What you need to do
Which lines below contain the word "every"? Report each of them, copied in full.

[BEGIN]

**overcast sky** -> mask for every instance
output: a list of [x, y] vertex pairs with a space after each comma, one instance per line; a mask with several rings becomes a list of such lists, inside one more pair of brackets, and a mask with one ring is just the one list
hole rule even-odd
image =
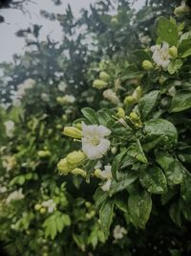
[[[25, 51], [23, 38], [15, 36], [15, 33], [20, 29], [26, 29], [32, 24], [43, 25], [41, 30], [41, 39], [46, 40], [47, 35], [55, 40], [61, 39], [61, 30], [58, 22], [49, 21], [40, 15], [40, 10], [50, 12], [63, 13], [67, 5], [70, 3], [74, 16], [79, 16], [79, 11], [89, 9], [90, 4], [96, 0], [63, 0], [61, 6], [55, 6], [53, 0], [32, 0], [26, 1], [24, 8], [27, 12], [23, 13], [19, 10], [0, 10], [0, 15], [5, 18], [4, 23], [0, 23], [0, 62], [11, 61], [12, 55], [21, 54]], [[134, 7], [139, 9], [145, 0], [138, 0]]]

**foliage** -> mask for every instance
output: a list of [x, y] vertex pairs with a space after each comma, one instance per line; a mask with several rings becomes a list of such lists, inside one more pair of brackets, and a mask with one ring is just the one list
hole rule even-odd
[[191, 35], [179, 4], [99, 1], [78, 20], [69, 7], [54, 17], [60, 44], [40, 42], [37, 25], [18, 34], [31, 49], [1, 63], [11, 255], [189, 255]]

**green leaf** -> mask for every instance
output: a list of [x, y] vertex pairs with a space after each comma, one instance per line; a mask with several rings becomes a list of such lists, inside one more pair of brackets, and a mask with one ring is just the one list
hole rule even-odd
[[128, 209], [135, 226], [144, 228], [152, 209], [151, 195], [147, 191], [137, 191], [131, 194]]
[[177, 72], [183, 64], [183, 61], [181, 59], [175, 59], [173, 61], [170, 62], [170, 64], [168, 65], [168, 72], [169, 74], [174, 74], [175, 72]]
[[113, 214], [114, 214], [114, 200], [112, 200], [112, 198], [109, 198], [103, 202], [99, 211], [101, 226], [105, 237], [109, 236], [110, 225], [113, 221]]
[[97, 111], [99, 124], [107, 127], [107, 122], [110, 120], [110, 116], [106, 113], [106, 111], [99, 110]]
[[180, 195], [183, 200], [191, 202], [191, 176], [184, 176], [180, 185]]
[[167, 151], [155, 151], [156, 161], [161, 167], [163, 171], [168, 170], [171, 163], [174, 162], [174, 158]]
[[165, 173], [168, 184], [177, 185], [181, 183], [184, 175], [184, 167], [181, 163], [166, 151], [156, 151], [155, 155], [157, 163]]
[[106, 200], [108, 194], [100, 188], [97, 188], [94, 195], [94, 200], [96, 202], [96, 207], [99, 208], [100, 205]]
[[170, 111], [180, 112], [191, 107], [191, 92], [180, 91], [177, 92], [173, 97]]
[[179, 226], [181, 226], [181, 214], [179, 203], [175, 202], [169, 209], [169, 215], [172, 221]]
[[158, 21], [158, 35], [161, 41], [169, 43], [170, 46], [177, 45], [179, 39], [177, 26], [165, 17], [160, 17]]
[[124, 194], [123, 194], [123, 197], [121, 197], [120, 195], [117, 195], [115, 198], [115, 203], [116, 203], [117, 207], [121, 212], [124, 212], [124, 213], [127, 213], [128, 212], [127, 201], [128, 200], [126, 199], [126, 198], [124, 198]]
[[85, 251], [86, 250], [86, 245], [85, 245], [84, 239], [83, 239], [82, 236], [74, 233], [73, 234], [73, 239], [74, 240], [75, 244], [77, 244], [77, 246], [82, 251]]
[[85, 118], [87, 118], [88, 121], [91, 122], [91, 124], [98, 124], [98, 118], [94, 109], [90, 107], [84, 107], [81, 109], [81, 112], [85, 116]]
[[191, 56], [191, 48], [189, 48], [188, 50], [186, 50], [182, 55], [181, 58], [187, 58]]
[[138, 140], [135, 145], [132, 145], [128, 148], [127, 153], [128, 153], [128, 155], [136, 158], [138, 161], [139, 161], [143, 164], [148, 163], [146, 156], [142, 151], [142, 147], [139, 143], [139, 140]]
[[154, 90], [145, 94], [138, 102], [138, 110], [143, 119], [151, 113], [156, 105], [159, 91]]
[[160, 137], [160, 145], [167, 149], [173, 148], [177, 144], [178, 133], [172, 123], [161, 118], [151, 119], [144, 123], [144, 132], [147, 134], [145, 143]]
[[110, 196], [127, 188], [130, 184], [132, 184], [138, 178], [138, 173], [129, 172], [127, 175], [125, 175], [121, 178], [121, 180], [118, 180], [118, 181], [114, 180], [110, 187], [110, 191], [109, 191]]
[[152, 194], [163, 194], [167, 190], [166, 177], [157, 166], [145, 168], [140, 173], [139, 181]]
[[178, 185], [181, 183], [184, 174], [183, 166], [178, 161], [174, 160], [169, 168], [166, 170], [165, 175], [169, 185]]
[[187, 51], [189, 52], [190, 48], [191, 48], [191, 38], [186, 38], [181, 40], [180, 44], [179, 45], [178, 52], [182, 57]]
[[113, 175], [114, 179], [116, 179], [116, 180], [117, 180], [117, 173], [120, 170], [122, 160], [125, 157], [126, 153], [127, 153], [126, 151], [118, 153], [114, 158], [114, 161], [112, 163], [112, 175]]

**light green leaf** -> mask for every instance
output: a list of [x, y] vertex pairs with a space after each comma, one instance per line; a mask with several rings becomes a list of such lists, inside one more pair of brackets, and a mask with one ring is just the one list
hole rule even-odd
[[110, 116], [106, 113], [106, 111], [99, 110], [97, 111], [99, 124], [107, 127], [107, 122], [110, 120]]
[[145, 94], [138, 102], [140, 116], [145, 119], [155, 107], [159, 91], [154, 90]]
[[180, 112], [191, 107], [191, 92], [180, 91], [173, 97], [170, 111]]
[[147, 134], [145, 143], [161, 137], [160, 145], [165, 148], [173, 148], [177, 144], [178, 133], [172, 123], [161, 118], [151, 119], [144, 123], [144, 131]]
[[114, 214], [114, 200], [112, 200], [112, 198], [106, 199], [103, 202], [99, 211], [99, 218], [105, 237], [109, 236], [110, 225], [113, 220], [113, 214]]
[[112, 163], [112, 175], [113, 175], [114, 179], [116, 179], [116, 180], [117, 180], [117, 173], [120, 170], [122, 160], [125, 157], [126, 153], [127, 153], [126, 151], [118, 153], [114, 158], [114, 161]]
[[167, 190], [166, 177], [157, 166], [145, 168], [140, 173], [139, 181], [152, 194], [163, 194]]
[[137, 191], [129, 196], [128, 209], [135, 226], [144, 228], [149, 220], [152, 199], [147, 191]]
[[84, 107], [81, 109], [81, 112], [85, 116], [85, 118], [87, 118], [88, 121], [91, 122], [91, 124], [98, 124], [98, 118], [94, 109], [90, 107]]
[[160, 17], [158, 21], [158, 35], [161, 41], [169, 43], [170, 46], [177, 45], [179, 39], [177, 26], [165, 17]]

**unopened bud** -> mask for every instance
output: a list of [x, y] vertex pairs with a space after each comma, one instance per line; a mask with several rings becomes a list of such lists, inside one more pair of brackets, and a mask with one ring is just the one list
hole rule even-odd
[[95, 176], [98, 177], [98, 178], [102, 178], [101, 170], [100, 169], [96, 169], [95, 170]]
[[78, 151], [73, 151], [67, 155], [67, 161], [69, 164], [72, 165], [79, 165], [83, 162], [83, 160], [86, 158], [86, 155], [84, 152]]
[[134, 122], [139, 121], [139, 116], [136, 112], [131, 112], [129, 117]]
[[74, 128], [74, 127], [64, 128], [63, 133], [66, 136], [75, 138], [75, 139], [81, 139], [82, 138], [82, 131], [76, 128]]
[[117, 116], [118, 117], [121, 117], [121, 118], [124, 118], [125, 117], [125, 111], [122, 107], [118, 107], [117, 109]]
[[135, 99], [133, 98], [133, 96], [126, 96], [124, 99], [124, 104], [125, 105], [131, 105], [135, 103]]
[[63, 101], [63, 98], [62, 97], [57, 97], [56, 98], [56, 102], [60, 105], [63, 105], [64, 104], [64, 101]]
[[152, 70], [154, 67], [153, 67], [153, 64], [151, 61], [149, 60], [144, 60], [142, 62], [142, 68], [145, 69], [145, 70]]
[[38, 156], [41, 157], [41, 158], [46, 158], [46, 157], [49, 157], [51, 156], [51, 151], [39, 151], [37, 152]]
[[117, 151], [117, 147], [113, 147], [112, 149], [111, 149], [111, 152], [112, 153], [116, 153]]
[[136, 90], [134, 91], [132, 97], [134, 98], [134, 100], [136, 102], [138, 102], [139, 99], [141, 98], [141, 95], [142, 95], [142, 90], [141, 90], [141, 87], [140, 86], [138, 86], [136, 88]]
[[77, 123], [74, 126], [75, 126], [76, 128], [82, 130], [82, 125], [81, 125], [81, 123]]
[[74, 175], [81, 175], [83, 177], [86, 176], [86, 172], [83, 169], [75, 168], [71, 172]]
[[37, 203], [34, 205], [34, 210], [39, 211], [41, 207], [42, 207], [41, 204]]
[[73, 170], [73, 167], [68, 163], [67, 158], [63, 158], [57, 163], [57, 169], [60, 173], [67, 175]]
[[111, 25], [114, 26], [114, 27], [118, 26], [119, 25], [118, 19], [117, 17], [113, 17], [111, 19]]
[[102, 80], [95, 80], [93, 82], [93, 87], [99, 89], [99, 90], [107, 87], [107, 85], [108, 83]]
[[191, 9], [185, 4], [182, 4], [181, 6], [179, 6], [175, 9], [174, 14], [176, 16], [180, 16], [183, 14], [188, 14], [190, 12], [191, 12]]
[[41, 214], [46, 213], [46, 211], [47, 211], [47, 209], [46, 209], [45, 207], [42, 207], [42, 208], [40, 209], [40, 213], [41, 213]]
[[177, 47], [176, 46], [172, 46], [171, 48], [169, 48], [168, 53], [173, 58], [177, 58], [178, 57]]

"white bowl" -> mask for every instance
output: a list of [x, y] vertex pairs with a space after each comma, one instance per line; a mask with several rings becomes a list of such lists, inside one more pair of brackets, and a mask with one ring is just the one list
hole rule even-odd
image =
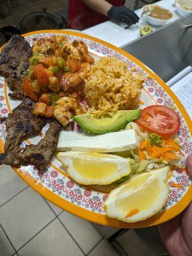
[[[145, 11], [145, 7], [146, 8], [146, 6], [153, 6], [153, 5], [154, 4], [145, 5], [145, 6], [143, 7], [143, 12]], [[173, 13], [172, 13], [172, 17], [171, 18], [167, 19], [166, 20], [162, 20], [162, 19], [159, 19], [153, 18], [149, 15], [147, 15], [147, 16], [145, 16], [145, 17], [146, 17], [146, 20], [147, 21], [148, 23], [149, 23], [153, 26], [160, 26], [166, 25], [166, 23], [170, 22], [173, 19]]]
[[178, 3], [177, 3], [177, 1], [175, 1], [175, 7], [176, 7], [177, 12], [180, 15], [180, 16], [185, 16], [189, 13], [192, 13], [192, 10], [191, 12], [187, 11], [186, 10], [182, 8], [180, 5], [178, 4]]

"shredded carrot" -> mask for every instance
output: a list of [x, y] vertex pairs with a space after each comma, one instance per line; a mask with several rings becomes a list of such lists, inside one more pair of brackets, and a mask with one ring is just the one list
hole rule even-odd
[[173, 187], [175, 187], [175, 188], [182, 188], [182, 186], [179, 185], [179, 184], [177, 184], [175, 182], [172, 182], [172, 185], [173, 186]]
[[143, 101], [141, 100], [139, 100], [139, 103], [140, 103], [140, 104], [141, 104], [141, 105], [143, 105], [143, 104], [144, 104], [144, 102], [143, 102]]
[[132, 215], [136, 214], [140, 211], [139, 209], [134, 209], [133, 210], [131, 210], [125, 216], [125, 218], [131, 217]]
[[138, 153], [139, 153], [140, 159], [141, 161], [145, 159], [146, 158], [145, 154], [142, 150], [140, 150], [140, 148], [138, 149]]
[[186, 168], [184, 168], [184, 167], [182, 167], [181, 165], [179, 166], [179, 169], [182, 170], [183, 172], [188, 173], [187, 170]]
[[141, 149], [146, 148], [147, 147], [147, 145], [148, 145], [148, 140], [143, 140], [143, 141], [140, 143], [140, 148]]
[[[147, 118], [146, 115], [144, 118]], [[162, 147], [159, 147], [156, 145], [151, 145], [148, 140], [145, 139], [141, 141], [138, 148], [139, 157], [140, 160], [145, 159], [146, 155], [144, 150], [153, 158], [159, 158], [161, 160], [166, 160], [169, 162], [173, 159], [178, 159], [179, 156], [175, 152], [182, 153], [180, 146], [173, 140], [163, 139], [162, 141]]]

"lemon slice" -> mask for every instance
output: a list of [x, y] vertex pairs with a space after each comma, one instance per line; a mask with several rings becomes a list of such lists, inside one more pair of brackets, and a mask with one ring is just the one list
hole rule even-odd
[[169, 171], [166, 166], [138, 175], [112, 190], [104, 204], [106, 214], [125, 222], [136, 222], [159, 212], [168, 197]]
[[56, 157], [72, 179], [84, 185], [109, 184], [131, 172], [131, 160], [118, 156], [70, 151], [60, 152]]

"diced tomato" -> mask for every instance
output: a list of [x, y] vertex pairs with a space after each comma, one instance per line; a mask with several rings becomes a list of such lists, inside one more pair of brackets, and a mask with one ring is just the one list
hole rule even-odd
[[54, 108], [52, 106], [49, 106], [49, 107], [47, 107], [45, 116], [46, 117], [52, 117], [53, 116], [53, 113], [54, 113]]
[[48, 84], [49, 83], [49, 77], [45, 71], [36, 73], [36, 77], [38, 83], [40, 84], [40, 85], [44, 86]]
[[43, 102], [36, 102], [35, 104], [35, 108], [33, 113], [36, 116], [44, 116], [47, 108], [47, 104]]
[[33, 68], [33, 72], [35, 78], [36, 78], [36, 74], [44, 72], [44, 67], [42, 64], [37, 64]]
[[51, 63], [49, 58], [44, 58], [40, 60], [40, 62], [42, 63], [46, 68], [48, 68]]
[[66, 96], [66, 93], [64, 92], [60, 92], [58, 93], [58, 99], [61, 99], [65, 96]]
[[43, 93], [38, 100], [47, 105], [49, 105], [51, 102], [50, 95], [48, 93]]
[[62, 69], [60, 69], [58, 74], [56, 74], [56, 77], [60, 79], [62, 77], [63, 74], [63, 70], [62, 70]]
[[163, 136], [175, 134], [180, 126], [179, 115], [161, 105], [152, 105], [142, 109], [141, 115], [135, 122], [143, 129]]
[[24, 77], [21, 86], [22, 91], [33, 101], [37, 101], [38, 97], [33, 90], [33, 85], [28, 77]]
[[74, 60], [68, 60], [67, 63], [69, 67], [69, 71], [71, 73], [74, 73], [81, 69], [80, 64]]

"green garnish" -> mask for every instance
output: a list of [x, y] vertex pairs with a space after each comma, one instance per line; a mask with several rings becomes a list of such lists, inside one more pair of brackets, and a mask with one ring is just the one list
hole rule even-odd
[[53, 67], [53, 68], [51, 68], [51, 71], [56, 75], [60, 71], [60, 68], [58, 66]]
[[154, 145], [157, 147], [161, 147], [162, 144], [162, 139], [159, 135], [156, 134], [156, 133], [152, 133], [149, 137], [150, 143], [152, 145]]
[[36, 64], [39, 63], [39, 60], [36, 58], [33, 58], [32, 60], [32, 65], [33, 66], [35, 66]]
[[55, 92], [51, 94], [51, 102], [52, 104], [55, 103], [58, 100], [58, 95]]
[[69, 67], [68, 67], [68, 66], [65, 66], [64, 67], [64, 71], [65, 72], [69, 72], [69, 70], [70, 70]]
[[122, 177], [119, 180], [116, 180], [114, 182], [111, 183], [111, 185], [113, 185], [113, 186], [118, 186], [120, 184], [121, 184], [121, 183], [124, 182], [124, 181], [127, 180], [129, 179], [129, 175]]

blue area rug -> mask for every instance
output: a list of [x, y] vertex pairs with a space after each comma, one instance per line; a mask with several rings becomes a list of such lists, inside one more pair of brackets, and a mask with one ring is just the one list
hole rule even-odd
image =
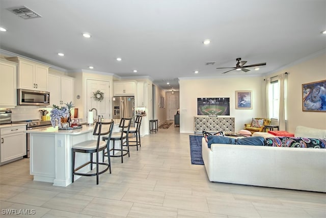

[END]

Reply to the exercise
**overcast sky** -> mask for every instance
**foliage** -> mask for every instance
**green leaf** -> mask for every instance
**light green leaf** -> mask for every instance
**unopened bud** -> mask for every instance
"white bowl" -> mask for every instance
"shredded carrot" -> mask for every instance
"lemon slice" -> mask for every instance
"diced tomato" -> mask for every instance
"green garnish" -> mask for every instance
blue area rug -> mask for every instance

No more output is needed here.